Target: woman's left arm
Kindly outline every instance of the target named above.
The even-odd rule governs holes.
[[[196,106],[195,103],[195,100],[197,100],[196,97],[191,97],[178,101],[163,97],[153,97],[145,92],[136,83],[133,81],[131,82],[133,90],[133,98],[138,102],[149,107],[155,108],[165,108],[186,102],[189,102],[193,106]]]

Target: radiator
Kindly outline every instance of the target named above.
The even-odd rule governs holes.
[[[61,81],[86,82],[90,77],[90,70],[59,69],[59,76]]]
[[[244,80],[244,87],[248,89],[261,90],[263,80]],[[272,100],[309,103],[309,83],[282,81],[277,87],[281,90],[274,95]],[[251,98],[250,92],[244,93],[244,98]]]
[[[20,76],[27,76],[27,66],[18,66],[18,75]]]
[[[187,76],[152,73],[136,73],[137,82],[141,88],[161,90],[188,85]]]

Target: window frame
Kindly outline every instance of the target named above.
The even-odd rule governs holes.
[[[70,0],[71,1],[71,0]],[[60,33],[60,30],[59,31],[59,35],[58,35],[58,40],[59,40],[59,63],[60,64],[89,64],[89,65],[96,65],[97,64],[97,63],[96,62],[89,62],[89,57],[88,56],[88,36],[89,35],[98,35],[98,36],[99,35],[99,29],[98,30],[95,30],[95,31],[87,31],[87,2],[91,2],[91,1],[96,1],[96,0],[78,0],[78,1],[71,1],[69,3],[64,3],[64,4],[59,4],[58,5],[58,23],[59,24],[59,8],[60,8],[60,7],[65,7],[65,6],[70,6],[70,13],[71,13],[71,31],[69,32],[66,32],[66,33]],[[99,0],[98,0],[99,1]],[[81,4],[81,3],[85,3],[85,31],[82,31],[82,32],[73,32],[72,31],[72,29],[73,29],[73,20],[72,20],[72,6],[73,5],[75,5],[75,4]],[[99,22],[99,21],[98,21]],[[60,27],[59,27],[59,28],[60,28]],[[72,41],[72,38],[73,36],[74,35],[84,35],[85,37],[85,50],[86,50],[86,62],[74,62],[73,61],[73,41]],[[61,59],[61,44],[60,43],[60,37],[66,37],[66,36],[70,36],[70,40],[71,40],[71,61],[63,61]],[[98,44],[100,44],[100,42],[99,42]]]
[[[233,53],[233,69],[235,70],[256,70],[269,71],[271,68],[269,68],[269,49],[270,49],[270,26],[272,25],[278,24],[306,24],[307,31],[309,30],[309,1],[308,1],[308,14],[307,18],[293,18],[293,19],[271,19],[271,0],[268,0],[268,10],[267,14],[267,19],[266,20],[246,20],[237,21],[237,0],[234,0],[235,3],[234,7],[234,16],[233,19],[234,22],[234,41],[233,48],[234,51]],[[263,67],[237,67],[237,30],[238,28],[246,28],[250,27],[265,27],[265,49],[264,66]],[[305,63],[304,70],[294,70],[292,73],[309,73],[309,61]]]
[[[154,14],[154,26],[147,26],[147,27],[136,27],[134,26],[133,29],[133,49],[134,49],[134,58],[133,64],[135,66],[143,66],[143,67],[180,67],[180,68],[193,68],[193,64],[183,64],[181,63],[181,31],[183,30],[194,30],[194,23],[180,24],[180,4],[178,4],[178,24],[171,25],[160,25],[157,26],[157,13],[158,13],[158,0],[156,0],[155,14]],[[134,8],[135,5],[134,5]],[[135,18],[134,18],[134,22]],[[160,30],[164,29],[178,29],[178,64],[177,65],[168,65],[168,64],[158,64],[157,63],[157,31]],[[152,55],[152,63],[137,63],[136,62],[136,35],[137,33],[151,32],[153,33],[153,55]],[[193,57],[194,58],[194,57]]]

--

→ **Exercise requirements**: Echo every line from the line containing "Target: radiator" up to and including the line containing "[[[61,81],[86,82],[90,77],[90,70],[59,69],[59,76]]]".

→ **Response below**:
Target: radiator
Kindly outline every instance of the target named above.
The even-odd rule governs holes.
[[[61,81],[86,82],[90,77],[90,70],[59,69],[59,76]]]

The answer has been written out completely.